Challenge → Tally the lines in the listing below that contain the word "balcony". Reply with the number alone.
****************
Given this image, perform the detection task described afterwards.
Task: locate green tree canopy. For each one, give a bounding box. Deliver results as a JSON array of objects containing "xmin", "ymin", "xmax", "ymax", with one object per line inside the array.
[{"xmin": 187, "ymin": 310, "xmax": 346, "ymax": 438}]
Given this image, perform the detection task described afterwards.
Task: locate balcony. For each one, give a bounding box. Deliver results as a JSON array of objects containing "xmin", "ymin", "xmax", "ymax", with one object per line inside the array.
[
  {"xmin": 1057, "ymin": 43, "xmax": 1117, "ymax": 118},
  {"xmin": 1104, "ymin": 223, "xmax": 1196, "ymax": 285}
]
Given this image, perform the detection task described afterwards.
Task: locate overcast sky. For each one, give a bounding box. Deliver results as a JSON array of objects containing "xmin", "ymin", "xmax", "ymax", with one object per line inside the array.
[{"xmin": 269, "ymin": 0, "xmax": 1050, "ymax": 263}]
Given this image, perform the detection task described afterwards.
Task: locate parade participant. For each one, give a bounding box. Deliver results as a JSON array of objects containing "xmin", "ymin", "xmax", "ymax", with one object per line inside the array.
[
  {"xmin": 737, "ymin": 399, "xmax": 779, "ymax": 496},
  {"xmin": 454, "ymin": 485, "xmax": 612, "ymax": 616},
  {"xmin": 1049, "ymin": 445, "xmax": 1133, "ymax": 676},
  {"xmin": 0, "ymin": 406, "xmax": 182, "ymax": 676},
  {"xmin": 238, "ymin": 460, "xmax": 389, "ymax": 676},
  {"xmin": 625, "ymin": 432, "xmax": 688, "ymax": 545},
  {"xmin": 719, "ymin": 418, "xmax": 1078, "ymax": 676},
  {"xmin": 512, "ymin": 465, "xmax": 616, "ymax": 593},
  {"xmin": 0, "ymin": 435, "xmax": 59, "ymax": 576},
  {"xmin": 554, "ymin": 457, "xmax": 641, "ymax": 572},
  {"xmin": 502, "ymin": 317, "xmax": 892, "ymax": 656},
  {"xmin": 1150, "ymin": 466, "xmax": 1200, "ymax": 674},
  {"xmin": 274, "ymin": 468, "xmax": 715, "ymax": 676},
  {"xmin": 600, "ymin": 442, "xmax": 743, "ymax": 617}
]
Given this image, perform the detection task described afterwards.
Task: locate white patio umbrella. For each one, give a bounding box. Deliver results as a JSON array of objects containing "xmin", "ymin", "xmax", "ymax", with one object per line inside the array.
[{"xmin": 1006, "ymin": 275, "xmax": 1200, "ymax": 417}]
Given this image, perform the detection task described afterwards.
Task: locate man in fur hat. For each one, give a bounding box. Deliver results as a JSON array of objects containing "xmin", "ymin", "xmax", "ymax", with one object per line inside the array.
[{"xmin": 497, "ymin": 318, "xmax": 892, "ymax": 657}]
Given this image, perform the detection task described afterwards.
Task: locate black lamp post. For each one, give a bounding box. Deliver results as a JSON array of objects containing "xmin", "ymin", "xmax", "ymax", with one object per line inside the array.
****************
Solution to this problem → 1